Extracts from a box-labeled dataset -
○ ○ ○ ○ ○ ○ ○
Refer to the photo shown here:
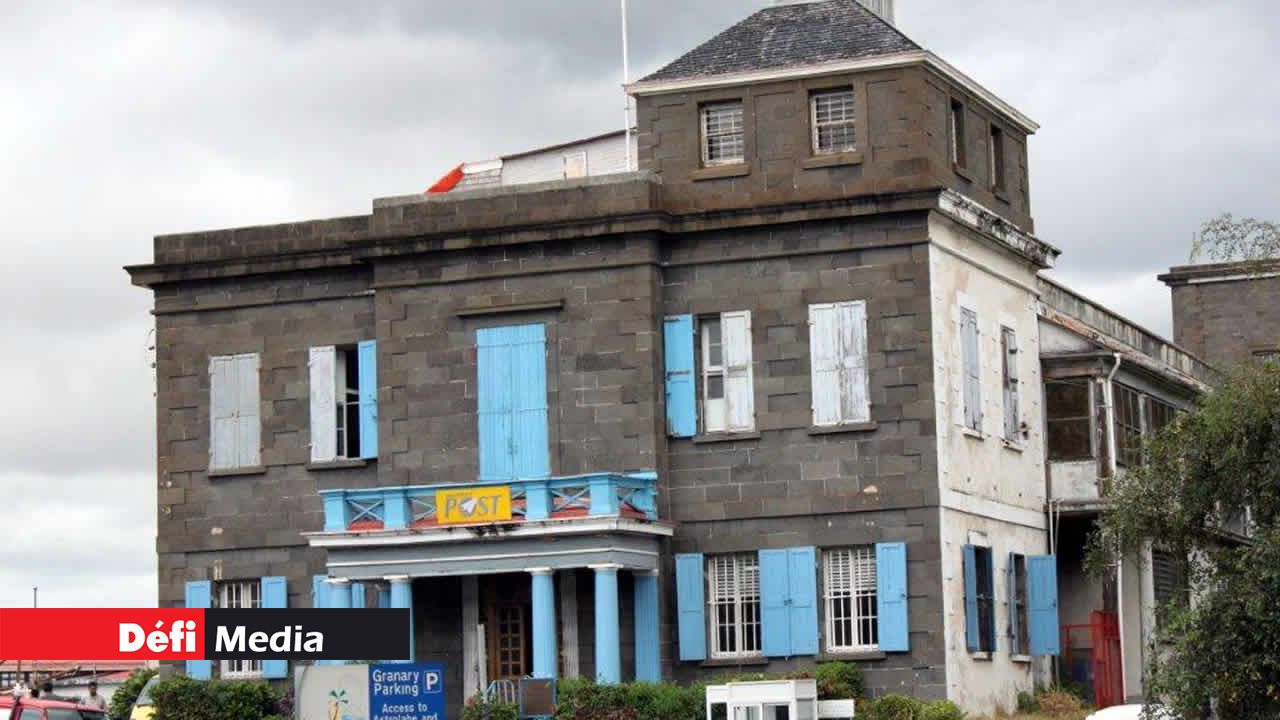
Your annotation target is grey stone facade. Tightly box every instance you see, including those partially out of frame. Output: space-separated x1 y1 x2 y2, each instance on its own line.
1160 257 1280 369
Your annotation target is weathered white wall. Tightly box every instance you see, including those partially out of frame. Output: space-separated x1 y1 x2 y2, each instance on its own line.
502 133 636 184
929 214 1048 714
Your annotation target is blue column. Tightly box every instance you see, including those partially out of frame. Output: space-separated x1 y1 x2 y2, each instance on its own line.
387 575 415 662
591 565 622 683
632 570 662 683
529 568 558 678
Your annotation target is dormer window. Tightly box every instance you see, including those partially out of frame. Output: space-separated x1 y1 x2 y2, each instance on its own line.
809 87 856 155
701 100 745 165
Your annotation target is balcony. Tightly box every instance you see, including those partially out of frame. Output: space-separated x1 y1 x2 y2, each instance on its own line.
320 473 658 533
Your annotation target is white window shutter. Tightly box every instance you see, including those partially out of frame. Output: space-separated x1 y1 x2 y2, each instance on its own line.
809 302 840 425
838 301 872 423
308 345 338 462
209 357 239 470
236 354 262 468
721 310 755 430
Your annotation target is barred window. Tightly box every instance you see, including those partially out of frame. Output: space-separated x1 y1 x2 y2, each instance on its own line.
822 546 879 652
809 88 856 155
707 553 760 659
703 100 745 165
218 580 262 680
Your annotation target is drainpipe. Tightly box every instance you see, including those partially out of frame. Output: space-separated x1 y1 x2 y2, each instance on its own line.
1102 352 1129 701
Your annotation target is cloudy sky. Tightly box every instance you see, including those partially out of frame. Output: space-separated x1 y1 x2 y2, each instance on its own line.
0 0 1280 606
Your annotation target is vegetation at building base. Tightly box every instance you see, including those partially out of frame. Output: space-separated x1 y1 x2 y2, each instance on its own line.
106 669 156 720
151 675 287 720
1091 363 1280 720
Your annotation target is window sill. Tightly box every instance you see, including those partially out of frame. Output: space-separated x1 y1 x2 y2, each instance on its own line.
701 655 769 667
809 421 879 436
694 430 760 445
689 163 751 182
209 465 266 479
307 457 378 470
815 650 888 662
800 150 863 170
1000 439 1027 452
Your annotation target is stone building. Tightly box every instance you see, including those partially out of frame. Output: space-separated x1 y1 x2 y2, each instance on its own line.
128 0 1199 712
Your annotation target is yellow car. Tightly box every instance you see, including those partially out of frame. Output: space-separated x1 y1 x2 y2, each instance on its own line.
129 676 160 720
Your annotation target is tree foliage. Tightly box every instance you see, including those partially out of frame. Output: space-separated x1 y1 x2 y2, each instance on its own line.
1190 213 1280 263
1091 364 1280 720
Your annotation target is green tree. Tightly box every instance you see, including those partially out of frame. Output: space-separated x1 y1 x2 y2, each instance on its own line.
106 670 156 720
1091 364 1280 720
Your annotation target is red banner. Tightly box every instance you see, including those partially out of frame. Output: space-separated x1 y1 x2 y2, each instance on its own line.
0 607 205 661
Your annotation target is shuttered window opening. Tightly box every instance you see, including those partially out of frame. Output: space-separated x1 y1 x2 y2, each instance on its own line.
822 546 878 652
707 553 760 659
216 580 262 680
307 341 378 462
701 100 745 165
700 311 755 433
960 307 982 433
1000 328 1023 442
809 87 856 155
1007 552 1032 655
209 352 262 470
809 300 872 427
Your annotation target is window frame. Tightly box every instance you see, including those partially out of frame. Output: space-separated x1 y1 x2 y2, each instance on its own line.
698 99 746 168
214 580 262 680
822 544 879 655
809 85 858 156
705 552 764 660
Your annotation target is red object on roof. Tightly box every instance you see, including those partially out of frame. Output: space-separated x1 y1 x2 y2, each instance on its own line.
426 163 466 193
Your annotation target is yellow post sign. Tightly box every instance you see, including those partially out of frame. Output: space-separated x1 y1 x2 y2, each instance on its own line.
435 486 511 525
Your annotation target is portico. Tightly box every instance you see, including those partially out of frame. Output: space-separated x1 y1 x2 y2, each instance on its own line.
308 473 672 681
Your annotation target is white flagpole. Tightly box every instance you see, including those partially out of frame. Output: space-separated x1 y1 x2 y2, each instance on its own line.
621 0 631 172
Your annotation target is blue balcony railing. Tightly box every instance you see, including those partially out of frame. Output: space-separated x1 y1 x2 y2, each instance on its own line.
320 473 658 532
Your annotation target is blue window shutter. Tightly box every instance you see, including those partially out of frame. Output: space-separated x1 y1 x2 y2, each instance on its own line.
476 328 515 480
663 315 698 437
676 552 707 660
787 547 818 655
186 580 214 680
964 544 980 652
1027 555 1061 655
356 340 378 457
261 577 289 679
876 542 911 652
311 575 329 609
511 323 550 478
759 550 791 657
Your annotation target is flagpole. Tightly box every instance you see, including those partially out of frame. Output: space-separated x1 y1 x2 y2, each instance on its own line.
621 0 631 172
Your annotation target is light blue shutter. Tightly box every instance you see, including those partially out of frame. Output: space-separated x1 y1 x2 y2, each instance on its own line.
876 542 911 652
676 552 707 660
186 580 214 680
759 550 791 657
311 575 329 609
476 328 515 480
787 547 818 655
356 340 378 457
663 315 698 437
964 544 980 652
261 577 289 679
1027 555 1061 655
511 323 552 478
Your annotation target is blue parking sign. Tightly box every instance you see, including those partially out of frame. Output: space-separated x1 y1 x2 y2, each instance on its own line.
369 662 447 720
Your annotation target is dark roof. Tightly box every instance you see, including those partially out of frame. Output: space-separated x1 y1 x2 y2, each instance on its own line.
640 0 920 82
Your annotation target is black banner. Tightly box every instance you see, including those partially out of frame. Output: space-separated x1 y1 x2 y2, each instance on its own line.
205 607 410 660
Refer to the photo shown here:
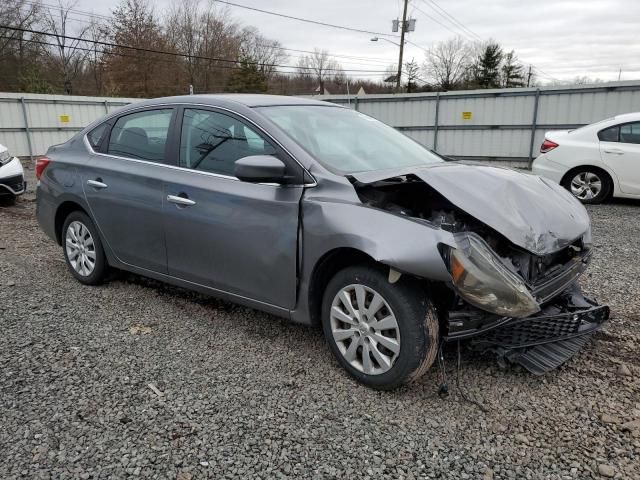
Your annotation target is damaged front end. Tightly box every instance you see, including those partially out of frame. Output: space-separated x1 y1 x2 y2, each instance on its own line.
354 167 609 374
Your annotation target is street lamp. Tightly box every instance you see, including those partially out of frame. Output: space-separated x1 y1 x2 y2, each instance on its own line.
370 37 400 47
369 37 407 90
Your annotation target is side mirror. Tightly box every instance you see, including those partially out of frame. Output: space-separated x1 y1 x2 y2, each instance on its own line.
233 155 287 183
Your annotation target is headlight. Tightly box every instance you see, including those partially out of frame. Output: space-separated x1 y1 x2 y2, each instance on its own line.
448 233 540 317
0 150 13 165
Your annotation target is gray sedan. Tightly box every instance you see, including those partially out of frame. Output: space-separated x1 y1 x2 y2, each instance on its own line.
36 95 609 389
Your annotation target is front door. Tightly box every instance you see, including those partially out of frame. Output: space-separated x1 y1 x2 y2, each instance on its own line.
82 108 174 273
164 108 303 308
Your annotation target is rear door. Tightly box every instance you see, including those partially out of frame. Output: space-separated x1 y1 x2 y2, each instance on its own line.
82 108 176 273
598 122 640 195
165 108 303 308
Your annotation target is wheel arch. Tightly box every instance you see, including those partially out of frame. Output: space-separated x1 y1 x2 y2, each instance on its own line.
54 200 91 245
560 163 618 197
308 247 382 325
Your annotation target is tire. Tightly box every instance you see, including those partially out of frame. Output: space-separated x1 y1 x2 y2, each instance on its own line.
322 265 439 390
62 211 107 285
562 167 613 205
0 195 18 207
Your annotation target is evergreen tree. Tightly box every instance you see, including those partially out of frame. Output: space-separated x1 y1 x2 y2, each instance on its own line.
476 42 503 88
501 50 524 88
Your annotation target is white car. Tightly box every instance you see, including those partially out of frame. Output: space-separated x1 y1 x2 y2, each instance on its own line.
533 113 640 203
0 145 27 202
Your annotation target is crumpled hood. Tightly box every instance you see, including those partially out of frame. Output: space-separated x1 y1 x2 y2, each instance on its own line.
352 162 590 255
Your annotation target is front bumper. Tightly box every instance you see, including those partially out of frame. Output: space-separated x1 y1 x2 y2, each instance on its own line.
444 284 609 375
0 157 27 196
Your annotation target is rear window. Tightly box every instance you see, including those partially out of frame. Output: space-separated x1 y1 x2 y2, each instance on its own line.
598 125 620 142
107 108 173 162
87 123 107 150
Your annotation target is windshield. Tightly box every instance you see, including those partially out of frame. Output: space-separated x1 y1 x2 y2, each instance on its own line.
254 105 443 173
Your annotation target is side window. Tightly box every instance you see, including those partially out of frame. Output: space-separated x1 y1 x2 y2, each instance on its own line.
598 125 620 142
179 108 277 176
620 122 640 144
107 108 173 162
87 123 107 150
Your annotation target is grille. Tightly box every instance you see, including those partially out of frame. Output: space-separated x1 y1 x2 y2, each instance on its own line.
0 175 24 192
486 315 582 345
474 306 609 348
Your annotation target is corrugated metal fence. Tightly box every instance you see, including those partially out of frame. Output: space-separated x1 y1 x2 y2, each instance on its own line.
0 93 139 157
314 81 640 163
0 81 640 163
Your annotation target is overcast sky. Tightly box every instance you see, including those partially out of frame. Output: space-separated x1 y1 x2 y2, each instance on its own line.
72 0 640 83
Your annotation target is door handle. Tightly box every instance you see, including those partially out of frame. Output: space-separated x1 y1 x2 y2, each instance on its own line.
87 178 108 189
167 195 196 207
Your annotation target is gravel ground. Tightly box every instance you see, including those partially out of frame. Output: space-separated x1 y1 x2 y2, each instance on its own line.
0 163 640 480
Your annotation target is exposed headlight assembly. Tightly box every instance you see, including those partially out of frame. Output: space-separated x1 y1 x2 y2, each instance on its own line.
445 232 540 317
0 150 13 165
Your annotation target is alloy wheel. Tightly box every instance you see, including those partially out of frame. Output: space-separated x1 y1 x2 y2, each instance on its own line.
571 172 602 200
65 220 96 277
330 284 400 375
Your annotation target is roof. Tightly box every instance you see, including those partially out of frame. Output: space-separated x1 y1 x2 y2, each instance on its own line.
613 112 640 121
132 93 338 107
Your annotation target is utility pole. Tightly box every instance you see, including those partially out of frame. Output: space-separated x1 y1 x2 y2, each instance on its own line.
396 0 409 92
○ ○ ○ ○ ○ ○ ○
REQUIRED WORK - Locate each line of the material above that contains the word "headlight" and copy every such line in full.

EXPECTED OUTPUT -
Your annotation target is headlight. Tightly box every instance you see, including those partially out of frame. Output: space-separated x1 y1 x2 y2, each instance on its own line.
Your annotation target is exposed headlight assembly. Tightly box every instance you see, including those partially out of frame. Output: space-separated x1 y1 x2 y2, each instance on its own line.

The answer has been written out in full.